▸ Information given:

..........

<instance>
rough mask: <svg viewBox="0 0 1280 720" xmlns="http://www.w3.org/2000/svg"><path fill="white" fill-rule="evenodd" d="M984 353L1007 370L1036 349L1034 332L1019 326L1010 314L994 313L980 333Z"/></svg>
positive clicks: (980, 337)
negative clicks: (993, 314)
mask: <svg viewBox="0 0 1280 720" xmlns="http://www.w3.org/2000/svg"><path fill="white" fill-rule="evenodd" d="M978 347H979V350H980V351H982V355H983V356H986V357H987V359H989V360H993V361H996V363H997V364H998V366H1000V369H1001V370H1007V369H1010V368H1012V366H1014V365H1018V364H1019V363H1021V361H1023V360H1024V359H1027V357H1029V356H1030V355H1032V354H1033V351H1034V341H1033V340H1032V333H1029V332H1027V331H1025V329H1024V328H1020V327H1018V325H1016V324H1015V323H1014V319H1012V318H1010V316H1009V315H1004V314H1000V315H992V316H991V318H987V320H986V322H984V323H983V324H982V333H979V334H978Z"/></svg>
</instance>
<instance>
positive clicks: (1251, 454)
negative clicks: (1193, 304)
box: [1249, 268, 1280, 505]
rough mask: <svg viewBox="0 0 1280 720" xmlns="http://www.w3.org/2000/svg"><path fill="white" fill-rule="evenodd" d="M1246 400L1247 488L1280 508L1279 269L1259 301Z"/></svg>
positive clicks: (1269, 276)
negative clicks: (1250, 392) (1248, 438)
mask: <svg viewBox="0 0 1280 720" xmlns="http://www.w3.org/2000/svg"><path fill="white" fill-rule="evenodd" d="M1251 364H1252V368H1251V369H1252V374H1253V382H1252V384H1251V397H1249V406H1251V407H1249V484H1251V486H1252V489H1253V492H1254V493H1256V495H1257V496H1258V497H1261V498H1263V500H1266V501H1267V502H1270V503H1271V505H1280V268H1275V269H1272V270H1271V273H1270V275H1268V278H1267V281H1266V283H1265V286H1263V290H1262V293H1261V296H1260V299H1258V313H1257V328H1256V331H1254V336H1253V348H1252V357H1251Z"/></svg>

..........

▸ Written task: Please copy all of the rows above verbatim, line for line.

▸ Response to the task:
<instance>
rough mask: <svg viewBox="0 0 1280 720" xmlns="http://www.w3.org/2000/svg"><path fill="white" fill-rule="evenodd" d="M984 353L1007 370L1036 349L1034 332L1019 326L1010 314L994 313L980 333Z"/></svg>
positive clicks: (980, 337)
negative clicks: (993, 314)
mask: <svg viewBox="0 0 1280 720" xmlns="http://www.w3.org/2000/svg"><path fill="white" fill-rule="evenodd" d="M978 347H979V350H980V351H982V355H983V356H986V357H987V359H989V360H993V361H996V363H997V364H998V366H1000V369H1001V370H1007V369H1010V368H1012V366H1014V365H1018V364H1019V363H1021V361H1023V360H1024V359H1027V357H1029V356H1030V355H1032V354H1033V351H1034V341H1033V340H1032V333H1029V332H1027V331H1025V329H1024V328H1020V327H1018V325H1016V324H1015V323H1014V319H1012V318H1010V316H1009V315H1004V314H1000V315H992V316H991V318H987V320H986V322H984V323H983V324H982V333H979V334H978Z"/></svg>
</instance>
<instance>
positive clicks: (1251, 454)
negative clicks: (1193, 304)
box: [1249, 268, 1280, 505]
rough mask: <svg viewBox="0 0 1280 720" xmlns="http://www.w3.org/2000/svg"><path fill="white" fill-rule="evenodd" d="M1246 400L1247 488L1280 508L1279 269L1259 301Z"/></svg>
positive clicks: (1269, 276)
negative clicks: (1250, 392) (1248, 438)
mask: <svg viewBox="0 0 1280 720" xmlns="http://www.w3.org/2000/svg"><path fill="white" fill-rule="evenodd" d="M1251 364H1252V368H1251V369H1252V374H1253V382H1252V384H1251V397H1249V406H1251V407H1249V484H1251V486H1252V489H1253V492H1254V493H1256V495H1257V496H1258V497H1261V498H1263V500H1266V501H1267V502H1270V503H1271V505H1280V268H1275V269H1272V270H1271V273H1270V275H1268V278H1267V281H1266V283H1265V286H1263V290H1262V293H1261V296H1260V299H1258V313H1257V328H1256V331H1254V336H1253V348H1252V357H1251Z"/></svg>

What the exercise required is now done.